DATA RECORDS Start Marker
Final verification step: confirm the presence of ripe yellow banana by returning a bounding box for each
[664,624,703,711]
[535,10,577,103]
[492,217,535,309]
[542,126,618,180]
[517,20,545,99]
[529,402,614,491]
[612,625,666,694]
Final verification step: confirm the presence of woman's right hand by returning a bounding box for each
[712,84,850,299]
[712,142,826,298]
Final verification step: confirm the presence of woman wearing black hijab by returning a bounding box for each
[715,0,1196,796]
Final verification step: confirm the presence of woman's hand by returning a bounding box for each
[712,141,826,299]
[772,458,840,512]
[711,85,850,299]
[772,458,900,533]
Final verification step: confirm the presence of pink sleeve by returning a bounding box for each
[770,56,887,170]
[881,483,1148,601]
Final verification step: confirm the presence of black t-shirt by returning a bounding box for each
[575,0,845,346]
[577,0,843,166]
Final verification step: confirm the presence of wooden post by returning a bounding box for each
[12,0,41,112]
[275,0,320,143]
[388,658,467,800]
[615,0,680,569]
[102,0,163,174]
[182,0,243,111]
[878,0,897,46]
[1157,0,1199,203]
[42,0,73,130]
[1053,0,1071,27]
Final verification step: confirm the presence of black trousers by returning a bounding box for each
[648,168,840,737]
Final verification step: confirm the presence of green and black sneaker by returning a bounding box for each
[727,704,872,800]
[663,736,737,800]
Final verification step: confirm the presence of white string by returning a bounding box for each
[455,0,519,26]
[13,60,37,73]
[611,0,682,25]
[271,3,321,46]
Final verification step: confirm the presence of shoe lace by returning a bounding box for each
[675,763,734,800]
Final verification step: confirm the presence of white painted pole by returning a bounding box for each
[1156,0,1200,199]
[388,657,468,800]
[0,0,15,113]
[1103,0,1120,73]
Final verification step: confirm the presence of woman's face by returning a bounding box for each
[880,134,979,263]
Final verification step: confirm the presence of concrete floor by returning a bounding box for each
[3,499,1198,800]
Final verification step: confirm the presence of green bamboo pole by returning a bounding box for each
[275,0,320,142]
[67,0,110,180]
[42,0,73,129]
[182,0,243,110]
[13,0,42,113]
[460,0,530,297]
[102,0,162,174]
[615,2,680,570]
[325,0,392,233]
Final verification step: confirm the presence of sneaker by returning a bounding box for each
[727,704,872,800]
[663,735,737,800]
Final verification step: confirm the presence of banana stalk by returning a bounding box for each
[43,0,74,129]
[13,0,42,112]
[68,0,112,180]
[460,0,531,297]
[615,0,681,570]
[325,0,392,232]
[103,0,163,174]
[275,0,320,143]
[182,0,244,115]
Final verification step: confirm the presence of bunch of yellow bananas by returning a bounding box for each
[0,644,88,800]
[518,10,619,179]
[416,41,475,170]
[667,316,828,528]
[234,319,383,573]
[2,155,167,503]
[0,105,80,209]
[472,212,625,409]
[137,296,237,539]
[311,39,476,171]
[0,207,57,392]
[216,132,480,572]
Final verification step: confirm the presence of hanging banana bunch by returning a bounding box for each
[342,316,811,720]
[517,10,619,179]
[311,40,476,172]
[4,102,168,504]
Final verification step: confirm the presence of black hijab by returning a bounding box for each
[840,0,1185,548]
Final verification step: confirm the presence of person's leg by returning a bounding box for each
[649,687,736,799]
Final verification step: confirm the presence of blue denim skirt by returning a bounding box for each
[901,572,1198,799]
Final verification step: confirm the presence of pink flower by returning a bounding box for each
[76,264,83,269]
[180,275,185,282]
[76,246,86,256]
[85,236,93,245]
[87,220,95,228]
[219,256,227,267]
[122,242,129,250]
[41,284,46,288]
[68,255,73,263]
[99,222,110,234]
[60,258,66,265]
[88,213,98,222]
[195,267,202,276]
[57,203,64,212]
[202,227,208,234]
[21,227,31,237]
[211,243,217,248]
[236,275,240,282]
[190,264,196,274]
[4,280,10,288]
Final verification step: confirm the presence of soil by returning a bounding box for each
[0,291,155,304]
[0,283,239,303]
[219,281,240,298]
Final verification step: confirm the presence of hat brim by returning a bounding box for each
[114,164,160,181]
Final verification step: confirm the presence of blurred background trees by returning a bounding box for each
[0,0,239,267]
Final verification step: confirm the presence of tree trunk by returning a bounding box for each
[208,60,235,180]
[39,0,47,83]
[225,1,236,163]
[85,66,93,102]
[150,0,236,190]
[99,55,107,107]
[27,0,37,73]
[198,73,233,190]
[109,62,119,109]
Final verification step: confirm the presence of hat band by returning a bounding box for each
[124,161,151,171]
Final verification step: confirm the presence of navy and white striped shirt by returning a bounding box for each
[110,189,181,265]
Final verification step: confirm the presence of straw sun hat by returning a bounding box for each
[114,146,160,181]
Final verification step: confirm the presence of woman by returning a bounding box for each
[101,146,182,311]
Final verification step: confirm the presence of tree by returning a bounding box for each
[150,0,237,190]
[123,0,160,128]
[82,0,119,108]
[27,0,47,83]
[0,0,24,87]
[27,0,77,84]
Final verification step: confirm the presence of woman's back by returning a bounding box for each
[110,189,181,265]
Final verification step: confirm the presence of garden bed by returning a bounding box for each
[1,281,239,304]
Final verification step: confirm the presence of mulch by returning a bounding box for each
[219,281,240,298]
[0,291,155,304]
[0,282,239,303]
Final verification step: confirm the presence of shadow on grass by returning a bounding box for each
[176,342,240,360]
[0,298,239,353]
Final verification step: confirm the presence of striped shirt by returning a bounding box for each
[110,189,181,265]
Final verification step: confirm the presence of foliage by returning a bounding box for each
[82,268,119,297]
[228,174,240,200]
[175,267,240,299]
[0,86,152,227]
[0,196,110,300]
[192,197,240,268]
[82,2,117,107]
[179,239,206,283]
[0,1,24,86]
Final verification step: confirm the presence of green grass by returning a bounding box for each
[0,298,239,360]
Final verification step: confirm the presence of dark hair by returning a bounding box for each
DATA RECORDS End Marker
• [WHAT YOU SHOULD DO] A word-for-word repeat of the full data is needed.

• [RESULT FOR THIS TASK]
Final verification step: confirm the presence of ripe yellow banana by returning a bounding box for each
[664,624,703,711]
[535,10,577,103]
[492,217,535,309]
[542,126,618,180]
[517,20,545,99]
[529,402,614,491]
[612,625,666,694]
Final verification step: confirm the presence of woman's right hand by returning a bounding box for each
[712,84,850,299]
[712,142,826,298]
Final verification step: confirm the presence of woman wearing black hijab by returning a bounding box for each
[715,0,1196,796]
Final verification step: confirm the presence of woman's hand by returning a bounding box for each
[712,141,826,299]
[772,458,840,512]
[711,85,850,299]
[772,458,900,533]
Final verification step: confirm the presence of pink sleeve by returning a bounding box for each
[770,56,887,170]
[881,483,1148,601]
Final verification step: confirm the presence of black t-shirt by returning a bounding box for each
[575,0,845,346]
[577,0,843,166]
Final verification step: confirm the presence of wooden post by returning a bounding box for each
[12,0,41,112]
[275,0,320,143]
[388,658,467,800]
[615,0,680,569]
[102,0,163,174]
[182,0,243,111]
[878,0,897,46]
[1157,0,1199,203]
[42,0,73,130]
[1053,0,1071,27]
Final verification step: confirm the presence of black trousers by returning a bounding box for each
[648,168,840,737]
Final verification step: confirm the presence of green and black sneaker by returning a bounding box for each
[727,704,872,800]
[663,736,737,800]
Final verification step: confirm the presence of white string by returning a bounding box for each
[455,0,519,26]
[13,60,37,73]
[611,0,682,25]
[271,3,321,46]
Final verification step: confirm the presence of shoe lace by returning a bounding box for each
[675,763,734,800]
Final verification step: confirm the presence of white painted pole by returning a bounding box for each
[1156,0,1200,199]
[388,657,468,800]
[0,0,15,113]
[1103,0,1120,73]
Final verification step: confirm the presence of woman's face by returning a bounding box for each
[880,134,979,263]
Final verification step: confirm the presence of concrete floor by returning a bounding box for each
[3,499,1198,800]
Final verification step: confirm the presence of green bamboo pole by returning a bounding box for each
[275,0,320,142]
[67,0,110,180]
[42,0,73,129]
[182,0,243,110]
[13,0,42,113]
[460,0,530,297]
[102,0,162,174]
[615,2,680,570]
[325,0,392,233]
Final verification step: confirm the presence of sneaker by returning a bounding box for each
[727,704,872,800]
[663,735,737,800]
Final verification step: confirm the presence of banana stalk by returning a bounding box for each
[43,0,74,129]
[13,0,42,112]
[68,0,112,180]
[460,0,531,297]
[615,0,681,570]
[325,0,392,232]
[103,0,163,174]
[275,0,320,143]
[182,0,244,115]
Final verification step: confirm the presence of bunch of yellow bananas by returning a bounding box for each
[0,644,88,800]
[518,10,619,179]
[416,41,475,170]
[667,316,828,528]
[234,319,383,573]
[2,155,167,503]
[0,105,80,209]
[472,212,625,409]
[137,296,237,539]
[311,39,476,171]
[0,207,57,392]
[216,132,480,572]
Final verification step: confirm the presence of hanging banana bunch by returning a bounding box for each
[342,316,811,720]
[517,10,619,179]
[311,40,476,172]
[4,102,168,504]
Final verification step: confirm the presence of black hijab by returning a bounding box for each
[840,0,1185,548]
Final verification step: confirm the presence of person's leg by returning a bounding box for each
[649,687,736,799]
Final verification step: confirm the presence of blue denim skirt by returning a bounding box for each
[901,572,1198,799]
Final verification step: confirm the presence of pink flower by returning a bounding box for each
[76,264,83,269]
[180,275,185,282]
[76,246,86,256]
[85,236,93,245]
[87,220,95,228]
[219,256,227,267]
[122,242,129,250]
[41,284,46,288]
[68,255,73,263]
[99,222,110,234]
[60,258,66,265]
[88,213,98,222]
[195,267,202,276]
[57,203,64,212]
[202,227,208,234]
[21,227,31,237]
[211,243,217,248]
[236,275,240,282]
[190,264,196,274]
[4,280,10,288]
Final verification step: confirm the presence of soil by returning a bounding box for each
[0,291,155,304]
[0,283,239,303]
[219,281,240,298]
Final verification step: confirm the presence of hat brim by returning a bounding box for each
[114,164,160,181]
Final verification step: confirm the presence of blurred background trees by returning a bounding box for each
[0,0,239,267]
Final verification step: confirm the presence of tree trunk by returning a bounding box for each
[208,60,235,180]
[39,0,47,83]
[225,1,236,163]
[85,66,93,102]
[150,0,236,190]
[99,55,107,107]
[27,0,37,73]
[198,73,233,190]
[109,62,119,109]
Final verification step: confirm the presence of hat band by returning a bounding box for each
[124,161,151,171]
Final verification step: confirm the presence of navy and white striped shirt by returning a bounding box for each
[110,189,181,265]
Final verification step: confirm the presence of straw sun hat by returning a bounding box for each
[114,146,160,181]
Final verification step: confirm the presence of woman by returning a bounding box for each
[101,146,182,311]
Final verification step: confirm the presence of tree by returning a bounding box for each
[150,0,237,190]
[123,0,160,128]
[82,0,119,108]
[27,0,47,83]
[0,0,24,87]
[27,0,77,84]
Final verification step: confirm the presence of woman's back by returning a bounding box for each
[110,189,181,265]
Final verification step: confirm the presence of garden bed by returning a bounding box for each
[1,281,239,304]
Final verification step: confirm the presence of mulch by returning a bounding box for each
[219,281,240,298]
[0,291,155,304]
[0,282,239,303]
Final verification step: confirm the presence of shadow on grass by returning a bounding box for each
[176,342,240,360]
[0,298,239,353]
Final verification step: confirm the presence of striped shirt by returning a bounding box for each
[110,189,181,265]
Final verification step: confirm the presence of foliage by returning a bounding box for each
[82,268,119,297]
[228,174,240,200]
[175,267,240,299]
[0,86,152,227]
[0,196,110,300]
[192,197,240,268]
[82,2,117,107]
[179,239,206,283]
[0,1,24,86]
Final verification step: confirm the presence of green grass by returning a bounding box for each
[0,298,239,360]
Final verification step: confirm the presence of dark hair by returning a bounding box for each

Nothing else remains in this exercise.